(Quoted passage begins)

VaPilot: Norfolk State On The Ropes?

NSU_logoThere has been a tremendous amount of attention being poured on Sweet Briar College in recent months, but the shaky condition of Virginia’s colleges and universities isn’t limited to SBC.  Norfolk State University, a school with an ancient pedigree here in Virginia, is also on the ropes:

“I’m tired of my school’s name being drug through the mud,” she said.

(Meleah) Holmes, a 20-year-old junior, has spent the past three years at Norfolk State – her mother’s alma mater. This spring, as the school slogged through the worst period in its 80-year history, Holmes ran for student government president.

Her campaign videos – posted to YouTube before the March 27 election – brim with ideas and the go-team spirit of a cheerleader, which she was at Salem High School in Virginia Beach.

I believe in NSU, she tells the camera earnestly. This can be the greatest university in the nation. We merely have to be the best students we can be! Save Our Sparta!

Holmes lost the election.

Read the rest of the VaPilot article from Joanne Kimberlin.  It’s reflective of a rising trend of student leadership in the governance and direction of many of Virginia’s schools, one that you’ll see reflected at Sweet Briar College, and even at the University of Virginia, as student body president Abe Axler tackles some of the very same issues of affordability and survivability in this weekend’s Charlottesville Daily Progress:

The cost of college success is more than just tuition; it now includes unpaid internships, business clothing and networking lunches. We need to ensure that all students, regardless of income, are given the tools they need to succeed.

From my perspective, Affordable Excellence philosophically makes sense; those who can afford to pay more will pay more. The jargon of the plan confused some, but, in short, it greatly increases the proportion of grant aid that students will receive in relation to loan-based aid. It is what is termed a “high tuition, high aid” model, with tuition set to increase $1,000 this year and another $1,000 the next year for families of incoming instate students. Students currently enrolled will simply benefit from the increased grant aid and will face no tuition increase.

(Quoted passage ends)
(Source information begins)

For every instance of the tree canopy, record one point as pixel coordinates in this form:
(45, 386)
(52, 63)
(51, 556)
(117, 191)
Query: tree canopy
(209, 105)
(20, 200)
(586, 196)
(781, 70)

(Source information ends)

Brief - Carry on the post about Norfolk State and the troubles of Virginia's colleges, starting after its last sentence. The lines stand apart from the post and have nothing to do with it.

Output of the task -
Although some models appear similar, our model has no true peer. The University of Michigan recently adopted a similar model, but that state’s legislature simultaneously removed race as a factor for admission, greatly skewing the statistics.

Now for one, I have several deep and abiding concerns about the Affordable Excellence program — first being that it creates a bubble where, nature tending towards entropy, UVA will simply seek to expand until the student aid collected from overpaying students to be delivered to those who cannot afford tuition will simply be chipped away.  There are other more obvious structural flaws with Affordable Excellence, but those are for another day.

What’s more central here is that this is a story you see repeated in many of Virginia’s traditional colleges and universities.  Virginia Intermont closed in 2014.  St. Paul’s College — a historic black college with an excellent reputation and the Single Parent Support System; first of its kind — closed in 2013.  The rise of for-profit and online schools combined with the emphasis on accreditation vs. the cost of a four-year immersive experience is translated into one stat: traditional post-secondary education has become too expensive for many families to absorb on their own.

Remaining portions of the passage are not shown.